START Exercise materials
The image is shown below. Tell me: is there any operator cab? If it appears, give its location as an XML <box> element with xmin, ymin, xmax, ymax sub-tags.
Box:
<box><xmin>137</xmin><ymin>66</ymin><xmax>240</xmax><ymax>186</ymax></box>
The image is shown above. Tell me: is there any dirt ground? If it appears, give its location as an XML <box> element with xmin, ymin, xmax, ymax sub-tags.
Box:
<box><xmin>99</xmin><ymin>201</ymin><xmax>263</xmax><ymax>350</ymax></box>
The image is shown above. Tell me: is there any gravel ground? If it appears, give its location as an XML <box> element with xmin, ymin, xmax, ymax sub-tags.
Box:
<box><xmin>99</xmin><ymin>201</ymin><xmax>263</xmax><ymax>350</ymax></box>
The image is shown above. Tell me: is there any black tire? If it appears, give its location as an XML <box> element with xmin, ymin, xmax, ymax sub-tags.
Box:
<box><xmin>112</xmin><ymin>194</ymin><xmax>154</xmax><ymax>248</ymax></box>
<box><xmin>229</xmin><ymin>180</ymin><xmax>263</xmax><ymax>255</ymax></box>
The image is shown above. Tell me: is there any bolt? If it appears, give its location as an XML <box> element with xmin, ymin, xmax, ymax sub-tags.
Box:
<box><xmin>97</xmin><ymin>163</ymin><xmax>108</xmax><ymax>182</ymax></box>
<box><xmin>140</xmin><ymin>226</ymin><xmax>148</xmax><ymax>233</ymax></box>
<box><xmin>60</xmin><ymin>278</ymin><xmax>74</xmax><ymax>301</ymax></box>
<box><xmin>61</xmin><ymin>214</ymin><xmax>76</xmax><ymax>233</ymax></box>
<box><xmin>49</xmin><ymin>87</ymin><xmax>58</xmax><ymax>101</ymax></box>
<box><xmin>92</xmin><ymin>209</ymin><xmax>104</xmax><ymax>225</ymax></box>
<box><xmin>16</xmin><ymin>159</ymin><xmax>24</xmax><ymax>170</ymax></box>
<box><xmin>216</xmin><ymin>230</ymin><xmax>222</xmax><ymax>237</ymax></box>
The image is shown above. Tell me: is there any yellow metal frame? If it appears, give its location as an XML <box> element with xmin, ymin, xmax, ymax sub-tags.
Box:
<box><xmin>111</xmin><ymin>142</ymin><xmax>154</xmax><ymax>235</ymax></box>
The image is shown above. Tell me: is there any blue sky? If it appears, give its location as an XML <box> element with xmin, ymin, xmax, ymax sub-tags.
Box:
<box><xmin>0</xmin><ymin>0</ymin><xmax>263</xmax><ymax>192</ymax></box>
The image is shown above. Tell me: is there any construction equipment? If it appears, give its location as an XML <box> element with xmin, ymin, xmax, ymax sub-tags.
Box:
END Exercise materials
▸ **Requirement**:
Pull out every line in the material above that contains the word "ground", and copy each one in full.

▸ **Task answer**:
The image is shown above. Tell me: is there any dirt ground? If it appears, give its location as an XML <box> element with xmin, ymin, xmax, ymax sub-tags.
The image is shown above. Tell me: is there any gravel ground? If it appears, give its location as an XML <box> element with xmin, ymin, xmax, ymax sub-tags.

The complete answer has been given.